> **GIVEN RECORDS**:
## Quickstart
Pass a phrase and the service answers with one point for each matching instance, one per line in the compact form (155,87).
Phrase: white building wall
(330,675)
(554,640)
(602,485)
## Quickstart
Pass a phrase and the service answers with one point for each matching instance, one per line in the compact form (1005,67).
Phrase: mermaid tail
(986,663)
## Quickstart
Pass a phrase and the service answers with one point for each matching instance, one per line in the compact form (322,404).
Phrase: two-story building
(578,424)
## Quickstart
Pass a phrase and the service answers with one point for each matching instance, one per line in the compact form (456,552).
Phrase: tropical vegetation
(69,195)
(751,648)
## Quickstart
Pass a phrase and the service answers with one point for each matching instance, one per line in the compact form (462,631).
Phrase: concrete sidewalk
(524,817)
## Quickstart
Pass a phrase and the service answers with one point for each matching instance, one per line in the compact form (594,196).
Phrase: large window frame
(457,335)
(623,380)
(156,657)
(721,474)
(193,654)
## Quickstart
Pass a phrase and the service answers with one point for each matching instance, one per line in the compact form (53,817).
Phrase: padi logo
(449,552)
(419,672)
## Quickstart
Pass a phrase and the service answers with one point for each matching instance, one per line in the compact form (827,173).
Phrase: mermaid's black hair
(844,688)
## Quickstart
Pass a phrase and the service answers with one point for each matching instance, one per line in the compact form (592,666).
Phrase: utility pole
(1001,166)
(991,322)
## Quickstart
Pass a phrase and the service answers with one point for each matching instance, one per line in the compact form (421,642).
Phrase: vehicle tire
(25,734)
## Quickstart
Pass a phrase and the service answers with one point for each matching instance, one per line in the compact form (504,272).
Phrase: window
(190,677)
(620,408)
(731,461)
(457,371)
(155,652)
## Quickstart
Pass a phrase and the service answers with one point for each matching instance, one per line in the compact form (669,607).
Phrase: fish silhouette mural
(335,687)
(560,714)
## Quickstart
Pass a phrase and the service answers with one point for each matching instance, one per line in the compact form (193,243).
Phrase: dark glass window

==

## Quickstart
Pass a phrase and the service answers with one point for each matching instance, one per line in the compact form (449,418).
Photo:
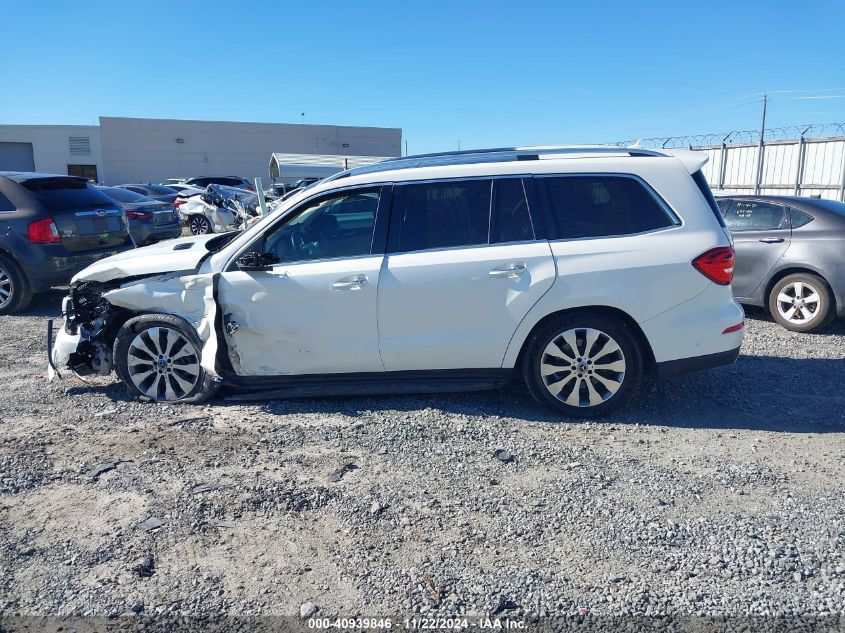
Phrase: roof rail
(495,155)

> **STATED GOAL**: Please pick out every line in the entries above that contains the word "building" and copy each one in full.

> **THE ANSWER**:
Phrase: white building wall
Phrase: two-story building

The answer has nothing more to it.